Items from a data source
BEGIN

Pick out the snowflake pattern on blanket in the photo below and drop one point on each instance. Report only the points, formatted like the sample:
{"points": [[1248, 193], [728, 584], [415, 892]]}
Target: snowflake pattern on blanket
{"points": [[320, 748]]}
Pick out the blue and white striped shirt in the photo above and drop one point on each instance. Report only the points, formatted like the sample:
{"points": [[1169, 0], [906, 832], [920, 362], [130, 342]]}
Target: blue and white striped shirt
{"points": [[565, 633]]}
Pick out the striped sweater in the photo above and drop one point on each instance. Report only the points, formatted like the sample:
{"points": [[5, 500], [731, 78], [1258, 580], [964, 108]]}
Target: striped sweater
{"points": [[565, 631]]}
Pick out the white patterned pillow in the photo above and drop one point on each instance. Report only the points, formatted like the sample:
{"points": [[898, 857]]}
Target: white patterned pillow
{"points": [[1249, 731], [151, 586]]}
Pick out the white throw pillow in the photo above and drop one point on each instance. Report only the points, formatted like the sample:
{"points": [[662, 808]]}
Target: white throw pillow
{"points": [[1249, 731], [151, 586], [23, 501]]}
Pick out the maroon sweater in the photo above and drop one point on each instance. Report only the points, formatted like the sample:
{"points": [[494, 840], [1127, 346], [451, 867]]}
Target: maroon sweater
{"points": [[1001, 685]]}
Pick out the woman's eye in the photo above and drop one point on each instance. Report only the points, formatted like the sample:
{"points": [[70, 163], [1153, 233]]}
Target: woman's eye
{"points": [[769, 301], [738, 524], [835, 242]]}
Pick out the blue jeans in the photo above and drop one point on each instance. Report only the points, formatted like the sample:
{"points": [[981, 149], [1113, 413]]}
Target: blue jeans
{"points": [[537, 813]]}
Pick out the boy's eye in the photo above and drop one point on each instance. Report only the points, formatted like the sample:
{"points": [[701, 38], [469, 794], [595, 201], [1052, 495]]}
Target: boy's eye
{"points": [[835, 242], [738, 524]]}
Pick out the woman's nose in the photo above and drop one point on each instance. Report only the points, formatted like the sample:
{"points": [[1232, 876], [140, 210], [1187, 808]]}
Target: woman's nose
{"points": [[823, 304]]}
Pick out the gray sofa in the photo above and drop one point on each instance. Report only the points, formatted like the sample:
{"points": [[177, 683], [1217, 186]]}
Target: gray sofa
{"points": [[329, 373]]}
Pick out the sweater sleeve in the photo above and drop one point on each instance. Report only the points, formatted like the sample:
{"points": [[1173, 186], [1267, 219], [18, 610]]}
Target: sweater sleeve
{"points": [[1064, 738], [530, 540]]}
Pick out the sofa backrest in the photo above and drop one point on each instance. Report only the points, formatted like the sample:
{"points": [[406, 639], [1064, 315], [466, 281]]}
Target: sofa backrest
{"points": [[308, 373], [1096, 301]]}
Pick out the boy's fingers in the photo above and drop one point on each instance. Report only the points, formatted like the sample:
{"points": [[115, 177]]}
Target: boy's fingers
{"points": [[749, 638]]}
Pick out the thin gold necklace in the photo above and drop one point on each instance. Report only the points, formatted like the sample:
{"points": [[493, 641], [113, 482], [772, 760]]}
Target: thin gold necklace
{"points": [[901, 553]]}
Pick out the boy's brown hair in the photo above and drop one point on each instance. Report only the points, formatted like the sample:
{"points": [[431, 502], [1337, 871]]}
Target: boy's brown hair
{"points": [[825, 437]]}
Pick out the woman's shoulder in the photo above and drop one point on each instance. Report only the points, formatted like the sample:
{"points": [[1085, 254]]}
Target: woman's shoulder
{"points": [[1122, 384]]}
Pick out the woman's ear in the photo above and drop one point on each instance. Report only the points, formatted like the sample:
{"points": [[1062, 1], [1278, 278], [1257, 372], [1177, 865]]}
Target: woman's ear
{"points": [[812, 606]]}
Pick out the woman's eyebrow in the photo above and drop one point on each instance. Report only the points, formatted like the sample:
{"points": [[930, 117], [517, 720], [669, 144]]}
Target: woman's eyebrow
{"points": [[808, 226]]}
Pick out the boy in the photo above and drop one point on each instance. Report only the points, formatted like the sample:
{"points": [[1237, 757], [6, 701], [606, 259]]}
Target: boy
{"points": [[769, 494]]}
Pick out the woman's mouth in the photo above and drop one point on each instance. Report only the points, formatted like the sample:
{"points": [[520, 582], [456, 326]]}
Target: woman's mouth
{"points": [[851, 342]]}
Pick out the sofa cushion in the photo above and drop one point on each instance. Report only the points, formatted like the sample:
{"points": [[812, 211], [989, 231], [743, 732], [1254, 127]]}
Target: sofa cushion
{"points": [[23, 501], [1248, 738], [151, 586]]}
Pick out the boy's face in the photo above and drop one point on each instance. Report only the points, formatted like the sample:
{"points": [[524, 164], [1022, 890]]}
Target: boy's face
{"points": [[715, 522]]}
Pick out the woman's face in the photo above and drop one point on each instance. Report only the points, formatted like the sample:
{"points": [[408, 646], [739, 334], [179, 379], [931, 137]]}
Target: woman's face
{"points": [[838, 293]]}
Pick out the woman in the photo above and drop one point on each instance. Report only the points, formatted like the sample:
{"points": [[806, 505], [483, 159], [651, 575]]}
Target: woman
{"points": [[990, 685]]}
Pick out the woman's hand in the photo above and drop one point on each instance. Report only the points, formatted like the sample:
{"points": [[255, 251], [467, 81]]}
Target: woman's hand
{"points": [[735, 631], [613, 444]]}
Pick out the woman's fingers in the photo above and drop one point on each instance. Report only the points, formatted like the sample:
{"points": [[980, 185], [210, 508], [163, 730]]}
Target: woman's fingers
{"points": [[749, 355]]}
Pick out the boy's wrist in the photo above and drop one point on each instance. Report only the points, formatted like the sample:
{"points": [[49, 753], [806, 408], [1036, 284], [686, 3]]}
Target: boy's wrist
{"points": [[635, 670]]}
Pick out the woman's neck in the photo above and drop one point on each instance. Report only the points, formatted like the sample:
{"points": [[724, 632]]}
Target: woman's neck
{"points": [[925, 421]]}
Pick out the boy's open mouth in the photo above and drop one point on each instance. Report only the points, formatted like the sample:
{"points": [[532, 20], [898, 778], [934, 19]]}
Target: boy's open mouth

END

### [Work task]
Copy every line of the records above that holds the word "open".

### [Answer section]
Pick out the boy's open mouth in the photo above and drop one point on each instance. Report only the points, formatted like the sample:
Target: boy's open mouth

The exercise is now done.